Written exercise:
Starting at the first line of the listing below, copy each line again word for word, and stop after the line that contains "xmin=182 ymin=240 xmax=953 ymax=414".

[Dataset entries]
•••••

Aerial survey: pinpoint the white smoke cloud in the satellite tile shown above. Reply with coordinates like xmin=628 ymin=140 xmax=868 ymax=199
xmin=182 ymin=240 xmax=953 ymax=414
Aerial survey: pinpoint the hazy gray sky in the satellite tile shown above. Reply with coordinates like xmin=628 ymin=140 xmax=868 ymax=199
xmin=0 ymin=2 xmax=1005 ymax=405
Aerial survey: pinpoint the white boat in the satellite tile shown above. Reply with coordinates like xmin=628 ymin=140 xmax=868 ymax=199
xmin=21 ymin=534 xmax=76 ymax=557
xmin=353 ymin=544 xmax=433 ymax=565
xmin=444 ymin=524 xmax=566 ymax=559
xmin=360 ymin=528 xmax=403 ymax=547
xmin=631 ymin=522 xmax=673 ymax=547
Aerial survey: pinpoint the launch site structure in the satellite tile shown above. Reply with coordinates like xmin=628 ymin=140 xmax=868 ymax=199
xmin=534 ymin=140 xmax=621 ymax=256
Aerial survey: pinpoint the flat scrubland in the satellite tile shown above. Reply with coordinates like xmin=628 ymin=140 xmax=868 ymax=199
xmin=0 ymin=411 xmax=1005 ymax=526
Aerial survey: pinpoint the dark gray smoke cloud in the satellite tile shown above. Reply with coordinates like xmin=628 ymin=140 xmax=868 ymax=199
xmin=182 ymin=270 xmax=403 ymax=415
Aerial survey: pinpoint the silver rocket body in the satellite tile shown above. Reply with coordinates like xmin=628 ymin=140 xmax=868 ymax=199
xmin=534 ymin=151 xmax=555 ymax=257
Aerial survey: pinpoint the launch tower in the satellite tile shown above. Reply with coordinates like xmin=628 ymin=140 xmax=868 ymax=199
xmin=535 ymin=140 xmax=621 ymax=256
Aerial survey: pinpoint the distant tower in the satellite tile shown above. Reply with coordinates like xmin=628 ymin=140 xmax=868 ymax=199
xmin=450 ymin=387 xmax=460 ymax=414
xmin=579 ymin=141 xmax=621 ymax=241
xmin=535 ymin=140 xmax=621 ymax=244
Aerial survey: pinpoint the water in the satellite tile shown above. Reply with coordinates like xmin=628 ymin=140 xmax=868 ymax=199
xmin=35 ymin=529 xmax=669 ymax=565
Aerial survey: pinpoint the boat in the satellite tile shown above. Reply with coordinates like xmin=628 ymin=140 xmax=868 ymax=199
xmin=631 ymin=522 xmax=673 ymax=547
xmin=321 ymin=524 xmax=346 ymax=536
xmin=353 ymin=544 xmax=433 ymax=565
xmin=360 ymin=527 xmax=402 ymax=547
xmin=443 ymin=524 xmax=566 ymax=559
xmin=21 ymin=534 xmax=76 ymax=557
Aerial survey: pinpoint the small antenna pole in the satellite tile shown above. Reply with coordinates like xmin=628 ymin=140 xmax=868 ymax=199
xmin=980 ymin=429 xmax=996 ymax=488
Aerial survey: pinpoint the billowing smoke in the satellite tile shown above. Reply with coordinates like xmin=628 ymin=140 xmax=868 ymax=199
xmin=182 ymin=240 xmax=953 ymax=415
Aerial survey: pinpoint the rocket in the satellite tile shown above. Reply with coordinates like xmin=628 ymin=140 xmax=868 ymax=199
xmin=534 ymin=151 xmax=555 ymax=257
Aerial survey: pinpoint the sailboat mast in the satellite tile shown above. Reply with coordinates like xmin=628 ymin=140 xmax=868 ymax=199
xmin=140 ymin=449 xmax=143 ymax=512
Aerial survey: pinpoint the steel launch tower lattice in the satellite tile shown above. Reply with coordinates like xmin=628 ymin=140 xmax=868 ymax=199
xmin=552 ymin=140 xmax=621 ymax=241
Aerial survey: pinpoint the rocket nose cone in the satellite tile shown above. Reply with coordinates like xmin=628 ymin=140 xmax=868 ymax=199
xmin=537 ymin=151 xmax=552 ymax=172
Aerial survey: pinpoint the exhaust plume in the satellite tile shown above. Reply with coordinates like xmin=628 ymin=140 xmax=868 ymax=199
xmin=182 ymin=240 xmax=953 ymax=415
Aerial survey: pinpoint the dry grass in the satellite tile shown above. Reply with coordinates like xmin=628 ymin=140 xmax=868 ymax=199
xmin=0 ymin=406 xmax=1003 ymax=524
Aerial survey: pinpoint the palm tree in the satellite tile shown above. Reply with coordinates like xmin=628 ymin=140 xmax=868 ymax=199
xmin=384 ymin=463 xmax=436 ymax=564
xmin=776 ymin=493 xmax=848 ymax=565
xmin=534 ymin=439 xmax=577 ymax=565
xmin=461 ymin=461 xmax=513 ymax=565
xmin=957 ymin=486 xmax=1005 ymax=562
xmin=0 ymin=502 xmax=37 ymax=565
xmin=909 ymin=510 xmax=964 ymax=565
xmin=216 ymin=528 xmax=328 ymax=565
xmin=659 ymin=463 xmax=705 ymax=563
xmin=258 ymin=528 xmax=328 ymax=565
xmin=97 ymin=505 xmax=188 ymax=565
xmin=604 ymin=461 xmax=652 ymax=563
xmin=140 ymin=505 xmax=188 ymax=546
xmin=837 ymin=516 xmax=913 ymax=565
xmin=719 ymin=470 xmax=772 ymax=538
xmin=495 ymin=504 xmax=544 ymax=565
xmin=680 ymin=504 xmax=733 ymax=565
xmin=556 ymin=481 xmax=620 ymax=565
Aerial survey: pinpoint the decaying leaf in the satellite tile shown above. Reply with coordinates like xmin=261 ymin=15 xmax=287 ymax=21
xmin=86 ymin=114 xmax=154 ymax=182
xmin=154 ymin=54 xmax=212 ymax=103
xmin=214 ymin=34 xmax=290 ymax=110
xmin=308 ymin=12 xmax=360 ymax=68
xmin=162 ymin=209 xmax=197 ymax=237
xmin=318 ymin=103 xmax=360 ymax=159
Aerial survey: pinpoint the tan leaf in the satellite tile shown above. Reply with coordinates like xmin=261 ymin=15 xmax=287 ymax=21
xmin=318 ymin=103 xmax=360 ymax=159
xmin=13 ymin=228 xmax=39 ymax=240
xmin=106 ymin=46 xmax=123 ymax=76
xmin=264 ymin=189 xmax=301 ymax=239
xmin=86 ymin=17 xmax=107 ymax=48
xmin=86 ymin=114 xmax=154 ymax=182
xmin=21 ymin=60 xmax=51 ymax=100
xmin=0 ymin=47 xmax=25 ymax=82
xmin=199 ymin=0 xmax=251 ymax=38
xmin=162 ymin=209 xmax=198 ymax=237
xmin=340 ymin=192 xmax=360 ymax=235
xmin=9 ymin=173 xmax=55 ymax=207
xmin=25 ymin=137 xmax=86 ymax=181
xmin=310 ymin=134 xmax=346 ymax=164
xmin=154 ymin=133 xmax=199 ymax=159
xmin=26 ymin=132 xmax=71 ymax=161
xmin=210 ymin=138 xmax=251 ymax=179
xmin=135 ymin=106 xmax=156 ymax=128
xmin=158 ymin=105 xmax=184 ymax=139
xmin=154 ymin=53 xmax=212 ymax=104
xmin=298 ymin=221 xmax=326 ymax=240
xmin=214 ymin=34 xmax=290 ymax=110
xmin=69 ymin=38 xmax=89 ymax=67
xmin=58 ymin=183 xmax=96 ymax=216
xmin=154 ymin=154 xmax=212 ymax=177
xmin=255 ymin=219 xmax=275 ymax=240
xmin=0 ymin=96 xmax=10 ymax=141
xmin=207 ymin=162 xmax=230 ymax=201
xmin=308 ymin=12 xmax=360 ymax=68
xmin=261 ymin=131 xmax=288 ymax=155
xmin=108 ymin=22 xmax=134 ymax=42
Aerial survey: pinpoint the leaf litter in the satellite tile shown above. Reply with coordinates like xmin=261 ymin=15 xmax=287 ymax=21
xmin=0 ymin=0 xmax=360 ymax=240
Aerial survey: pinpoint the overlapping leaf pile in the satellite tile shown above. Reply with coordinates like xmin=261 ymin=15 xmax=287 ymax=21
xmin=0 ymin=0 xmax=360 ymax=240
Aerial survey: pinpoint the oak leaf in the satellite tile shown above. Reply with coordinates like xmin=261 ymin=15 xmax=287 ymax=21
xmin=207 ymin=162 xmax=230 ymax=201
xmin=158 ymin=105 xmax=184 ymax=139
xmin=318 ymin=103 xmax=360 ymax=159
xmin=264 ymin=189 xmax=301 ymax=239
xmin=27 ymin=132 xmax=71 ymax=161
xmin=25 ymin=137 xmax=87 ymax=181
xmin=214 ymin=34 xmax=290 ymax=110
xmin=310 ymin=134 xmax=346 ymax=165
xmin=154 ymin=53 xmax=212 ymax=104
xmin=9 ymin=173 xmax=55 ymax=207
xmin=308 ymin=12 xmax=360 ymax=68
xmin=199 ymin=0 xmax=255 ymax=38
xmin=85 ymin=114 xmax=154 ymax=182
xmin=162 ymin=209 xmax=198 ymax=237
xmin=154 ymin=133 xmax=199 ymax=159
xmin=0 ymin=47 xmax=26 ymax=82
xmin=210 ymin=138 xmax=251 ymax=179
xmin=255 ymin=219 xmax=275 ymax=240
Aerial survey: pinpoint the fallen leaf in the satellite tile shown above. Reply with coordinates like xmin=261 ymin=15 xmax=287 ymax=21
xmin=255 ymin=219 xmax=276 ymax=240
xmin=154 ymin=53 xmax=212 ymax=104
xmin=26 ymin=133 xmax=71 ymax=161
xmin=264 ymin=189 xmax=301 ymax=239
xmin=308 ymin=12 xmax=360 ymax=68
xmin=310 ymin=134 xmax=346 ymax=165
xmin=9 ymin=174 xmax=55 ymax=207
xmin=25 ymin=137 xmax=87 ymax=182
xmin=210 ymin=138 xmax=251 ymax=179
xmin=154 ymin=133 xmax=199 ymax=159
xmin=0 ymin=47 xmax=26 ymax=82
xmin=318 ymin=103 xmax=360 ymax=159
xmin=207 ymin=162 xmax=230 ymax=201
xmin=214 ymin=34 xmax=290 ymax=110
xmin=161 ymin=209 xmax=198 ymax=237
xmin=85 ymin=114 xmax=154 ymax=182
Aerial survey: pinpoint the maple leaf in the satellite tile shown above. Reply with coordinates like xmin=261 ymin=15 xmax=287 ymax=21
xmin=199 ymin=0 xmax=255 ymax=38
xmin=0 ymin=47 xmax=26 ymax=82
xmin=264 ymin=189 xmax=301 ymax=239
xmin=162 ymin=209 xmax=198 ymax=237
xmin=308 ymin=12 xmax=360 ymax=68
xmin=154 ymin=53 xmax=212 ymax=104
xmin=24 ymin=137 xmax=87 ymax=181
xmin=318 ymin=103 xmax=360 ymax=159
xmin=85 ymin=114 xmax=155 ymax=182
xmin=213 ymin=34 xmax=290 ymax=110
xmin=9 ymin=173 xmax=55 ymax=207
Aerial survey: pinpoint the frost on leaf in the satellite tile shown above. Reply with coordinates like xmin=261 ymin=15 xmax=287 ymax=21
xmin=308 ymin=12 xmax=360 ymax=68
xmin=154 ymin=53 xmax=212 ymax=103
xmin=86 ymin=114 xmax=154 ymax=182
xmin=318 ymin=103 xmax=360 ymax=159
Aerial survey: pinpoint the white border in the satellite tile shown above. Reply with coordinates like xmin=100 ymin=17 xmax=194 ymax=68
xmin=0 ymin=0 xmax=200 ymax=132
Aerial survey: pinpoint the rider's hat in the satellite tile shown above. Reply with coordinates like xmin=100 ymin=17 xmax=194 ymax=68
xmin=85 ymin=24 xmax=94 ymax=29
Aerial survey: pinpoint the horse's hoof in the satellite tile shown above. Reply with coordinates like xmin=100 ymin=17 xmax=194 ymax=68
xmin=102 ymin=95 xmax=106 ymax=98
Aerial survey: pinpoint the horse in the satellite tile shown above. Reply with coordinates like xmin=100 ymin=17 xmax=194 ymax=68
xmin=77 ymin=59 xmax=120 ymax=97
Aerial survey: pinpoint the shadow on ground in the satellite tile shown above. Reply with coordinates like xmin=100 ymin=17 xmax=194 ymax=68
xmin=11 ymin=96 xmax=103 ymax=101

•••••

Exercise solution:
Aerial survey: pinpoint the white smoke cloud in the satellite tile shown above. Reply with coordinates like xmin=628 ymin=140 xmax=868 ymax=199
xmin=182 ymin=240 xmax=953 ymax=414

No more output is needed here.